Ondas de calor, chuvas e fogo: está mais difícil fazer a previsão do tempo?
Ondas de calor, secas atenuantes e chuvas extremas, tudo amplificado pelos focos de incêndio. Os fenômenos meteorológicos estão cada vez mais frequentes e intensos — resultado do aumento médio da temperatura da terra, que tem causado uma série de mudanças climáticas. Com tantas variáveis, nem sempre a previsão do tempo traz com exatidão o que pode acontecer. Mas, isso significa que está mais difícil prever o tempo?
O que está acontecendo?
Ainda é possível prever eventos climáticos extremos, mas talvez não a magnitude deles. Especialistas ouvidos pelo UOL afirmam que as ferramentas de previsão do tempo também evoluem, facilitando a identificação de condições climáticas extremas. No entanto, ainda há desafios, já que eles estão cada vez mais frequentes devido às mudanças climáticas.
Os eventos extremos e com tempo de recorrência alto -- aqueles eventos que realmente fogem a curva -- sempre foram um desafio para a meteorologia e agora isso ocorre com uma maior frequência, mas as ferramentas têm evoluído da mesma forma, então elas têm nos auxiliado. É claro que os eventos extremos de curta duração localizados, como um tornado, trazem um desafio maior e principalmente no aspecto da coragem de fazer o alerta e de fazer esse prognóstico e torná-lo público. Cada vez mais, quando aparece um sinal de algo fora da curva nos modelos atmosféricos, a gente desconfia menos, porque realmente esses eventos extremos têm se tornado mais frequentes.
Estael Sias, meteorologista do MetSul
Os modelos de previsão meteorológica são normalmente calibrados para prever os fenômenos que sempre existiram, então a grande parte desses modelos não consegue prever a magnitude daquele evento extremo. Eles preveem que vai acontecer uma onda de calor, uma seca, uma chuva de grande volume, mas não conseguem prever os recordes. (...) As previsões estão ficando um pouco mais voláteis, ainda que todos os sistemas de previsão meteorológica estão melhorando ano a ano. Os modelos matemáticos estão melhorando, mas existe essa volatilidade em função dos extremos climáticos terem atingido um recorde em 2023 e 2024 que não se previa.
Carlos Nobre, climatologista
Nesse ano, a Terra bateu recorde de calor pelo 13º mês seguido. Junho foi o mais quente já registrado, disse o serviço de monitoramento de mudanças climáticas da União Europeia. Todos os meses desde junho de 2023 foram classificados como os mais quentes do planeta desde o início dos registros. Os dados mais recentes sugerem que 2024 poderá superar 2023 como o ano mais quente desde que os monitoramento começou. Pesquisadores explicam que essa mudança pode ser provocada tanto pelas alterações climáticas causadas por ação humana quanto por fenômenos climáticos naturais, como o El Niño.
O Brasil, por si só, já é um país onde a previsão do tempo é difícil de ser mensurada. Pela extensão continental do território, o Brasil acaba por ser uma região onde existem muitos microclimas — inclusive em um mesmo município. Além disso, há regiões de latitudes médias, onde os fenômenos climáticos nascem. "Então realmente tem que ter um conhecimento diverso para conseguir fazer a previsão para todo esse território", opina Sias.

==========

### TAREFAS A REALIZAR
- A) De acordo com o texto sobre previsão do tempo, o que faz do Brasil uma região com muitos microclimas?
- B) Repita, no texto sobre previsão do tempo, tudo desde "Ondas de calor, secas" até "às mudanças climáticas.".
Os registros não têm nenhuma relação com esta atividade.

### INFORMAÇÕES FORNECIDAS
==========

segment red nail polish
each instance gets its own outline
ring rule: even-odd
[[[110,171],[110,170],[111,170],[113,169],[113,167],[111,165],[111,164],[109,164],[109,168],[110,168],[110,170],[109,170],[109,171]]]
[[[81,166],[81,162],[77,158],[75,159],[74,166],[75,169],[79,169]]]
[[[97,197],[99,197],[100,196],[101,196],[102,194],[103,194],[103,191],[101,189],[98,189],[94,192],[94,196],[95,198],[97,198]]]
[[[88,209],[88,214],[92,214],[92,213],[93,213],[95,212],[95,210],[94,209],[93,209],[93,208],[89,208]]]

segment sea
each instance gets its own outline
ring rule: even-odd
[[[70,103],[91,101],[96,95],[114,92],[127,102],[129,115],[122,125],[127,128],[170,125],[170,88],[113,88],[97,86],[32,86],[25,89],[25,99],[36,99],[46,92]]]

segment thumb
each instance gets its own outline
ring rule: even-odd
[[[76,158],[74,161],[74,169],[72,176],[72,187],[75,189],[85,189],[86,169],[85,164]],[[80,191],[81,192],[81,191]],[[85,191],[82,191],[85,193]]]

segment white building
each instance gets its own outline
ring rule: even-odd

==========

### RESULTADOS DAS TAREFAS
- A) A extensão continental do território.

- B)
Ondas de calor, secas atenuantes e chuvas extremas, tudo amplificado pelos focos de incêndio. Os fenômenos meteorológicos estão cada vez mais frequentes e intensos — resultado do aumento médio da temperatura da terra, que tem causado uma série de mudanças climáticas. Com tantas variáveis, nem sempre a previsão do tempo traz com exatidão o que pode acontecer. Mas, isso significa que está mais difícil prever o tempo?
O que está acontecendo?
Ainda é possível prever eventos climáticos extremos, mas talvez não a magnitude deles. Especialistas ouvidos pelo UOL afirmam que as ferramentas de previsão do tempo também evoluem, facilitando a identificação de condições climáticas extremas. No entanto, ainda há desafios, já que eles estão cada vez mais frequentes devido às mudanças climáticas.